» Goal of the exercise
Count the lines of the records below that contain the string "left". Reply with the number alone.

(Excerpts from point annotation data)
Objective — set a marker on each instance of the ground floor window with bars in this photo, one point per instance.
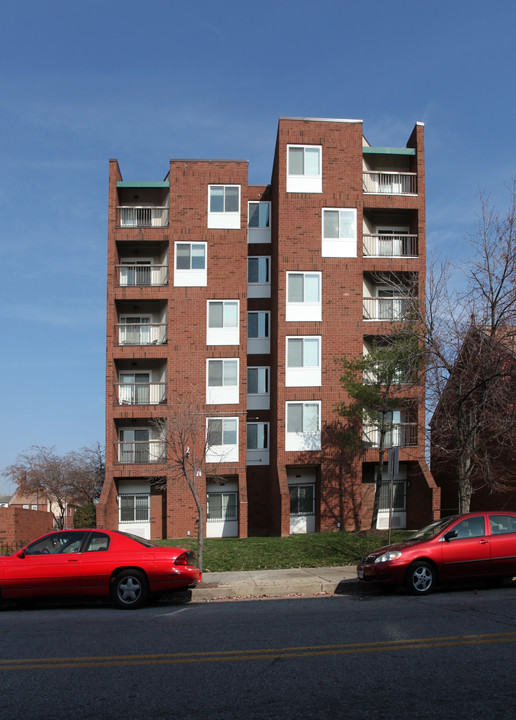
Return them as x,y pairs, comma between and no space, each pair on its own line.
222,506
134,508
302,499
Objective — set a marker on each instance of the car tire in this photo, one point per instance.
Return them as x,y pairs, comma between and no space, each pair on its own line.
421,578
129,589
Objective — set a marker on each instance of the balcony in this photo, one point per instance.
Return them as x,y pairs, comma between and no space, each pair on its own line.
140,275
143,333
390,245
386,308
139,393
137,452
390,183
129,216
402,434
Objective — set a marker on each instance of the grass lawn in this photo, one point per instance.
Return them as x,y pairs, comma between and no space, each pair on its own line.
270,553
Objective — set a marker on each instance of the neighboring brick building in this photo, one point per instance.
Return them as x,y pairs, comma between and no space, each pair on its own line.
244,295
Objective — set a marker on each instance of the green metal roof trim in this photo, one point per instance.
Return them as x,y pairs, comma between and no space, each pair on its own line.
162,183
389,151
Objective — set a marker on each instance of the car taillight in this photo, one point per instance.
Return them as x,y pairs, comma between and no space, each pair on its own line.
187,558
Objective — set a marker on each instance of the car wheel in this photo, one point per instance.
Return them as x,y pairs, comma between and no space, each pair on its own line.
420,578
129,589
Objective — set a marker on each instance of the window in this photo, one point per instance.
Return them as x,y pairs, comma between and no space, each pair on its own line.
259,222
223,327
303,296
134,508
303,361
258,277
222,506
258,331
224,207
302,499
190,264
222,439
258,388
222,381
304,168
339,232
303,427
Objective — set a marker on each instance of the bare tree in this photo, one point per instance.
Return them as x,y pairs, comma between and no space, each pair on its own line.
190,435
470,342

==

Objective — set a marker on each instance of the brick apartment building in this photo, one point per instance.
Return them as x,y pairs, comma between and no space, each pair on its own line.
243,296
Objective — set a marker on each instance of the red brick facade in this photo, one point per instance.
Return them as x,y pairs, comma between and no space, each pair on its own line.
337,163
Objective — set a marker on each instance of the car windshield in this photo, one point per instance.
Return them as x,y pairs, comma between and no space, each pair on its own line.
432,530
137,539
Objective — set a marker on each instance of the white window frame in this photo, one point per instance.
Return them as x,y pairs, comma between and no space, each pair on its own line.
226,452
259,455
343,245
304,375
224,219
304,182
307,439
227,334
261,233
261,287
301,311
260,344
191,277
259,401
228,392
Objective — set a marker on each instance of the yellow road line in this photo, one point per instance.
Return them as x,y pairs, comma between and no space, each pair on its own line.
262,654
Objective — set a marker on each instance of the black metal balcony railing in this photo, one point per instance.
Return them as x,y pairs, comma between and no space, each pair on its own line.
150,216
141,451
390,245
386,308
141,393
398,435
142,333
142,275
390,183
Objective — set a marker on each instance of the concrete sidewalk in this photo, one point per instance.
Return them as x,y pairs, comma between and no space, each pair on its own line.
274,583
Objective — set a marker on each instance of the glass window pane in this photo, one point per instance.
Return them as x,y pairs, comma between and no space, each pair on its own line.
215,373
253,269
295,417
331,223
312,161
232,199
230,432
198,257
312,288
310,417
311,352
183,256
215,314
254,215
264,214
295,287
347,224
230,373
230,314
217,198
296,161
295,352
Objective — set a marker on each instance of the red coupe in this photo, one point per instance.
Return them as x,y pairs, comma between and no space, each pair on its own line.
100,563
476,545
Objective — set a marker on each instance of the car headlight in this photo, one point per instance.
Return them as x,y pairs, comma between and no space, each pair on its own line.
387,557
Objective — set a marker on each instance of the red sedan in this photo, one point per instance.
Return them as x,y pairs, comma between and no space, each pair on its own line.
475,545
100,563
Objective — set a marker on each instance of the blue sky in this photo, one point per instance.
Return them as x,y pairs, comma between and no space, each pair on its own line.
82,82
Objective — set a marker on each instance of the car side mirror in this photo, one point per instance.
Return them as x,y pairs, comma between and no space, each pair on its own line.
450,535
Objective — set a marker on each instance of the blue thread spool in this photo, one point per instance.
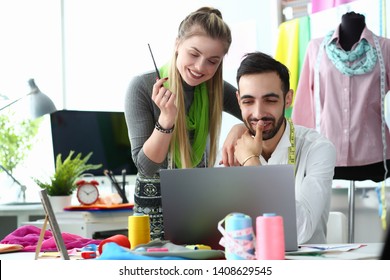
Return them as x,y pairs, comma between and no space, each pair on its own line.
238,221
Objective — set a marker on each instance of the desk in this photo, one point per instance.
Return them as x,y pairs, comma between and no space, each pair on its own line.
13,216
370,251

==

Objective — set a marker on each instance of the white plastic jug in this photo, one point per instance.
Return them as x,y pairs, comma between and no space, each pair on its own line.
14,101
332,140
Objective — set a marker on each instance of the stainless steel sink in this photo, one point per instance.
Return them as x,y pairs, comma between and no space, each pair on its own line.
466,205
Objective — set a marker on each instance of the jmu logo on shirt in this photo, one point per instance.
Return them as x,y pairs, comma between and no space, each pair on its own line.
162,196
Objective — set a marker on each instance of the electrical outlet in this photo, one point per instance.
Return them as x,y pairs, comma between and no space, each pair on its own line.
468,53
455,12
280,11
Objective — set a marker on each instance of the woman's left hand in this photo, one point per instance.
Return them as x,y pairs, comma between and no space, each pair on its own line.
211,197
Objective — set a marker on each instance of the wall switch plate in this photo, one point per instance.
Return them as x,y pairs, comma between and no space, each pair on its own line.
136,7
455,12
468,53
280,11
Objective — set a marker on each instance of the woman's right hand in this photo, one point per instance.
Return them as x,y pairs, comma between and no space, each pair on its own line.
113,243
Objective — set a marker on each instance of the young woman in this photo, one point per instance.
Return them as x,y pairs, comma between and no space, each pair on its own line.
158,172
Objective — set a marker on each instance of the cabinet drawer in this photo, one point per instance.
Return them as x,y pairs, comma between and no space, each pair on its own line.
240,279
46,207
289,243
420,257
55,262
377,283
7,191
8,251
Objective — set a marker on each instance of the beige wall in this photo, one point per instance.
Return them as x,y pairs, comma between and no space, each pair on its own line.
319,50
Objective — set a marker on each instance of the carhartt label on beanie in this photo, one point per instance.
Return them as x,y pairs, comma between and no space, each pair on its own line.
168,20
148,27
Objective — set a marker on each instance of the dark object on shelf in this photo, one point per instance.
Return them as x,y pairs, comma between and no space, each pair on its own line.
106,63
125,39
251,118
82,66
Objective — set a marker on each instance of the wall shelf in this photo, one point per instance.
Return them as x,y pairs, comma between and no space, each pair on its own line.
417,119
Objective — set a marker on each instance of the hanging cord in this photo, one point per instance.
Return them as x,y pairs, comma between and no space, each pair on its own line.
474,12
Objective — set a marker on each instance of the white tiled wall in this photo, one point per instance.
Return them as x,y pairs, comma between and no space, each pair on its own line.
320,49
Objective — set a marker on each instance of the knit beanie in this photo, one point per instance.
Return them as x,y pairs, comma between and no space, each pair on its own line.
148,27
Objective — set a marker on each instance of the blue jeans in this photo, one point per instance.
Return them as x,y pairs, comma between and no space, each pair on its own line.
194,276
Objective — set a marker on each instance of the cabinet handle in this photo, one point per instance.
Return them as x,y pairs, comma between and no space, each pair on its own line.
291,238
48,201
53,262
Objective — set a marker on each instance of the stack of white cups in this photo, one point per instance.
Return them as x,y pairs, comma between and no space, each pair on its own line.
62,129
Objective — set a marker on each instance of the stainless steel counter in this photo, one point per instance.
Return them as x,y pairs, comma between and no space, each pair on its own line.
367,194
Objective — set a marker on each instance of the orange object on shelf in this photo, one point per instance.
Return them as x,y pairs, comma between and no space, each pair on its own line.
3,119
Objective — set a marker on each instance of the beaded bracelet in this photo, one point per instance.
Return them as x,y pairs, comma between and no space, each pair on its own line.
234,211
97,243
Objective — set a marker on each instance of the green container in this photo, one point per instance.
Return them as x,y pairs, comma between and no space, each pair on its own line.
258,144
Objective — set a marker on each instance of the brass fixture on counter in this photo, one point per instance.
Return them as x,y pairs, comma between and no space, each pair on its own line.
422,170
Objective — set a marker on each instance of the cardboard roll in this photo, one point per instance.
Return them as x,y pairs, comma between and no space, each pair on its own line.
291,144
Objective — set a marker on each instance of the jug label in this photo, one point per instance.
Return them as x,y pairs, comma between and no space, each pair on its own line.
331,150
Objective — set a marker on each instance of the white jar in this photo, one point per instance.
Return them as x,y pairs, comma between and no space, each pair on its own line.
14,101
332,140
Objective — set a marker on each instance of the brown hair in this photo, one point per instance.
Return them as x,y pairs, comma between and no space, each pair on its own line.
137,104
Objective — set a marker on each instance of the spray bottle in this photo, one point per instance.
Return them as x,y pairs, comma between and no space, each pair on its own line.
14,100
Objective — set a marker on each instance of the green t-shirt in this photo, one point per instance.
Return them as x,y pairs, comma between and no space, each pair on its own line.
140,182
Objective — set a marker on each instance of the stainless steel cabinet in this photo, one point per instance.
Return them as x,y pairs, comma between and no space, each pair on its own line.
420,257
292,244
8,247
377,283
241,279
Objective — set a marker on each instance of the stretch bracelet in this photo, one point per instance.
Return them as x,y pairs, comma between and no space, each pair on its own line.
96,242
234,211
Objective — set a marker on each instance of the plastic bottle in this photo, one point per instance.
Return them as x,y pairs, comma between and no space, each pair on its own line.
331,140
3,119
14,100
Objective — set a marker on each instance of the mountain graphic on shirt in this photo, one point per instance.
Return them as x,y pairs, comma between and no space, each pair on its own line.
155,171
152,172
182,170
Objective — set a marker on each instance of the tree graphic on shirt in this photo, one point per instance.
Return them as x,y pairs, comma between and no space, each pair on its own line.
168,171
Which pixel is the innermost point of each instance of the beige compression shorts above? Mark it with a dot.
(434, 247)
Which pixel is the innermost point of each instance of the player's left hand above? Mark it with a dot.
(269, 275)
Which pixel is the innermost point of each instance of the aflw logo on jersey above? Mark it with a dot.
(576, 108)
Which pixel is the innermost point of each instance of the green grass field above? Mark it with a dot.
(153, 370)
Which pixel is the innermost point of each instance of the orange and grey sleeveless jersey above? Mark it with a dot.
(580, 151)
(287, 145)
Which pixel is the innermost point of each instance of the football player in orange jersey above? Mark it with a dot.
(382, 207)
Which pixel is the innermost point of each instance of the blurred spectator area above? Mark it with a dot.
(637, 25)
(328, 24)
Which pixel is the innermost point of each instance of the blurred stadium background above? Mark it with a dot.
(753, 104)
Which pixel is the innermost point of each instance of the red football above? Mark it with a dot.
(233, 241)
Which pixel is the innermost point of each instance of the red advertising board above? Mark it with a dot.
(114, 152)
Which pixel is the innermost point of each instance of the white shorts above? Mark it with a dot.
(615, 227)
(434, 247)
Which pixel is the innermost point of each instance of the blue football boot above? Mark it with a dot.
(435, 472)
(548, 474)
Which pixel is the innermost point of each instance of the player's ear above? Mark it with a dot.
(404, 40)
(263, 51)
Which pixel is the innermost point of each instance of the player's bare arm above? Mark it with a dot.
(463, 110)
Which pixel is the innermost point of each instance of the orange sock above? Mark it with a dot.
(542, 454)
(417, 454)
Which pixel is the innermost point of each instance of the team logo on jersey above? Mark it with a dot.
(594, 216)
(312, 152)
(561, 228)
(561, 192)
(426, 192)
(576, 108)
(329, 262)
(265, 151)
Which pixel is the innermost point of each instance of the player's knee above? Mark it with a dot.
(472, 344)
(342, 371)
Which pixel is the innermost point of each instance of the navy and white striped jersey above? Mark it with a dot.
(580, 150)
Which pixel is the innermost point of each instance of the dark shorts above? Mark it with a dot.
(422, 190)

» Exercise result
2